- **Zitierter Text**:
Liebe Schwestern und Brüder im Glauben
Mit dem neuen Jahr 2025 starten wir in vielerlei Hinsicht in ein besonderes Jahr:
… ein Blick in unsere Welt
Politisch und wirtschaftlich belasten uns viele Herausforderungen. Ohnmächtig und hilflos stehen wir dem unmenschlichen Kriegsgeschehen in vielen Teilen dieser Welt gegenüber. Gewalt und Brutalität werden uns in den Nachrichten täglich vor Augen geführt. Naturkatastrophen und Flüchtlingsnot lassen uns verstummen ob der Unmenschlichkeit, der ganze Völker und Kulturen ausgesetzt sind. Menschliches Mitgefühl und Solidarität sind gross, und doch haben wir oft das Gefühl, es sei nur wie ein Tropfen auf den heissen Stein. Hilflosigkeit, Ängste und ein düsterer Blick in die Zukunft prägen bei vielen das Lebensgefühl. Menschen im Arbeitsprozess bangen um ihren Arbeitsplatz. Junge Menschen fragen sich, wo sie sich noch orientieren und festhalten können. Sie sehnen sich nach Sicherheit und Geborgenheit, und viele meinen, es in einer Art Scheinwelt und in Abhängigkeiten zu finden. Betagte Menschen haben Angst, zur Last zu fallen, und kommen sich nutzlos vor. Rückzug, Vereinsamung und Flucht in eine Konsumwelt sind oft die Antwort auf ein Leben ohne Vision für die Zukunft. Viele, vor allem auch junge Eltern, fragen sich ernsthaft: Was für eine Welt überlassen wir den kommenden Generationen?
… ein Blick auf unsere Kirche
Liebe Mitchristen
Noch immer ist die Kirche ein Ort, wo Menschen aus allen Generationen und aus verschiedenen Milieus Sinn und ein Gefühl von Verbundenheit und Gemeinschaft erfahren. Aber auch als Kirche stehen wir vor grossen Herausforderungen. Die Bindung an die kirchliche Gemeinschaft schwindet von Generation zu Generation. Kirchenaustritte nehmen zu. Das schmerzt. Wir müssen lernen, Fehler und Versagen der Vergangenheit zuzugeben und durch neue Massnahmen Vertrauen und Glaubwürdigkeit wieder zu finden. Es gelingt uns nicht immer, die «Zeichen der Zeit» richtig zu deuten und aus dem Glauben heraus jene Antworten zu geben, welche die Menschen von heute in ihrer Situation treffen und die sie verstehen. All dies entbindet uns aber nicht von der Aufgabe, die Frohbotschaft Jesu zu verkünden und die Gottesbeziehung als Lebensanker anzubieten. Papst Franziskus setzt auf synodalen Aufbruch. Das heisst: auf eine Kirche, in der die Verschiedenheit der Kulturen mit ihren je eigenen Entwicklungen zur gegenseitigen Bereicherung und nicht zur Trennung führen. Solcher Wandel verlangt Gespräch, Geduld, viel gegenseitigen Respekt und achtsamen Umgang miteinander.

- **Bereitgestelltes Material**:
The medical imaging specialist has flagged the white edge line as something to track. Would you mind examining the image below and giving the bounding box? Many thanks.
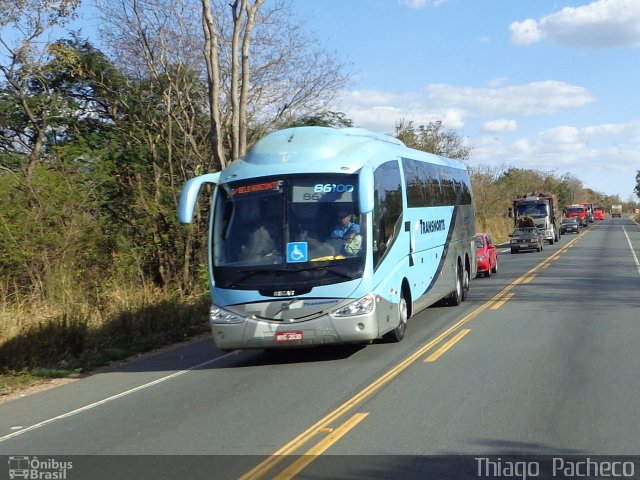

- **Zu erledigen**:
Prüfe, ob die Aussagen (a), (b) und (c) mit dem zitierten Text übereinstimmen, und antworte jeweils mit Ja oder Nein samt den entscheidenden Worten des Textes als wörtlichem Zitat. (a) Die Zahl der Kirchenaustritte geht zurück. (b) Betagte Menschen fürchten, anderen zur Last zu fallen. (c) Papst Franziskus setzt auf synodalen Aufbruch.

- **Ergebnis**:
(a) Nein: «Kirchenaustritte nehmen zu.»
(b) Ja: «Betagte Menschen haben Angst, zur Last zu fallen, und kommen sich nutzlos vor.»
(c) Ja: «Papst Franziskus setzt auf synodalen Aufbruch.»